**Objectif de la tâche:** Dans le texte sur la truite grise, remplacez "pêcheurs expérimentés" par "pêcheurs chevronnés" dans tout ce qui va de "Deuxièmement, il faut" jusqu'à "de n’importe qui.", puis donnez ce passage ainsi modifié.

**Extrait choisi:**
<<<<

Cette difficulté se voit encore augmentée par le fait que l’espèce peut fréquenter des habitats fort différents de l’un à l’autre; les habitudes particulières de la population d’un plan d’eau donné ne sont donc pas nécessairement applicables à un autre endroit. C’est pour cette raison que les «experts» de pêche de la truite grise ne courent pas les rues et qu’il s’agit presque toujours de gens qui détiennent une vaste expérience et une bonne connaissance de leur plan d’eau favori.
Il faut également dire qu’avec la pression de pêche moderne, les populations de touladis ne sont plus ce qu’elles ont déjà été, du moins dans les plans d’eau facilement accessibles. Il est assez facile de pointer deux principales raisons à cette apparente difficulté grandissante de captures de grises.
D’abord, il faut penser qu’une truite grise peut mettre en moyenne une dizaine d’années avant d’atteindre la taille respectable d’une soixantaine de centimètres (25 po) de longueur.
Deuxièmement, il faut également songer que le monde des profondeurs représentait jusqu’à récemment un territoire pratiquement vierge. Seuls les pêcheurs expérimentés à la ligne plombée parvenaient à le prospecter avec un certain degré d’efficacité; de nos jours, avec l’équipement technologique disponible, la prospection systématique de ce monde est à la portée de n’importe qui.
Tout cela fait que les populations de grises sont plus «sollicitées» aujourd’hui. À cause du temps exigé pour la production d’individus de taille respectable, cette pression de pêche a un impact sur le rendement naturel et, conséquemment, sur la qualité de pêche. D’autant plus que cette même pression de pêche peut finir par créer une «éducation» des poissons qui deviennent moins enclins à se précipiter sur la première offrande venue.
Un troisième élément qui explique la relative fragilité des populations de truites grises est la pauvreté de leur habitat. Typiquement, les lacs aux eaux claires et profondes qui abritent la truite grise ne sont pas de grands producteurs de nourriture. Quand on pense que la productivité d’un lac typique à truites grises peut varier de 0,2 à un peu plus de 1 kilogramme de poisson à l’hectare, cela ne représente pas une masse de captures potentielles pour chaque pêcheur d’un plan d’eau.

>>>>

**Matériel source:**
<<<<

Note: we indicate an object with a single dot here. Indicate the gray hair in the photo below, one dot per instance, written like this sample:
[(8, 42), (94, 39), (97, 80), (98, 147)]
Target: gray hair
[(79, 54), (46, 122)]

>>>>

**Réponse à l'exercice:**
Deuxièmement, il faut également songer que le monde des profondeurs représentait jusqu’à récemment un territoire pratiquement vierge. Seuls les pêcheurs chevronnés à la ligne plombée parvenaient à le prospecter avec un certain degré d’efficacité; de nos jours, avec l’équipement technologique disponible, la prospection systématique de ce monde est à la portée de n’importe qui.